To do: Based on the 1664 timeline below, explain in one to three sentences why Tartuffe was banned even though Louis XIV was amused by it.

Supplied passage:
+++

1664
English Take New Amsterdam
An English fleet under Colonel Richard Nicolls anchored off Manhattan and demanded the surrender of New Netherland. Peter Stuyvesant wanted to fight; the burghers refused. The town was handed over without a shot and renamed New York after the king's brother, James, Duke of York. The Dutch commercial capital of North America became English overnight, though it kept its pluralist character.
Hooke Publishes Micrographia
Robert Hooke's richly illustrated folio showed Londoners their first close look at a flea, a louse's leg, the eye of a fly, and the chambers of cork which he called cells. Samuel Pepys sat up reading it until two in the morning, declaring it the most ingenious book he had ever read.
French East India Company Refounded
Jean-Baptiste Colbert, Louis XIV's indefatigable finance minister, chartered a new Compagnie des Indes Orientales with royal backing and a monopoly on French trade east of the Cape. Factories at Surat, Pondicherry, and Chandernagore would follow. France was entering the scramble for Asian commerce sixty years behind the Dutch, but with the Sun King's purse.
Moliere's Tartuffe Banned
Moliere's new comedy about a pious hypocrite exploiting a gullible family was performed once at Versailles and promptly banned after complaints from the Company of the Holy Sacrament. Louis XIV, though amused, could not afford to offend the Church publicly. The play would not be staged in Paris for five years.
Great Comet Terrifies Europe
A blazing comet with a tail stretching across a quarter of the sky appeared over Europe in December, sending astrologers into frenzies and preachers to their pulpits. In London, where plague was already stirring, diarist Samuel Pepys recorded widespread terror. Within months the Great Plague and the Great Fire would make the comet's omen feel earned.

+++

Data for review:
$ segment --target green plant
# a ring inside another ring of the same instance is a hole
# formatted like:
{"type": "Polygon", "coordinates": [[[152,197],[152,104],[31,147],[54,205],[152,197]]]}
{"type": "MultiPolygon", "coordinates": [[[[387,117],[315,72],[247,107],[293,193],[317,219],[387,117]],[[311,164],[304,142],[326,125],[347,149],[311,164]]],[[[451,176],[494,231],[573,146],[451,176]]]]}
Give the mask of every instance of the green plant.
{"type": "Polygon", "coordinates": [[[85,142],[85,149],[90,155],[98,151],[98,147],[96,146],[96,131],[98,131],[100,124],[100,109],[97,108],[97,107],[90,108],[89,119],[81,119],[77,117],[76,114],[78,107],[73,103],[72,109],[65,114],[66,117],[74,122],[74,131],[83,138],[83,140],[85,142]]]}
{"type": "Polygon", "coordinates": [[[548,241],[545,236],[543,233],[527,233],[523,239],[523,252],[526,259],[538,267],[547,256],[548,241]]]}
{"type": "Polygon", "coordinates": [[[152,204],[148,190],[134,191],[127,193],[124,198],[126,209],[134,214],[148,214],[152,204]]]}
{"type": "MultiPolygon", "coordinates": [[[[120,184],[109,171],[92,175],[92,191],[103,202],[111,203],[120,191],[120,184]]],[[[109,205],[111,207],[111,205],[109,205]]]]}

+++

Finished exercise: After one performance at Versailles, the Company of the Holy Sacrament complained about the comedy, which portrays a pious hypocrite exploiting a gullible family. Louis XIV was amused, but he could not afford to offend the Church publicly, so the play was banned.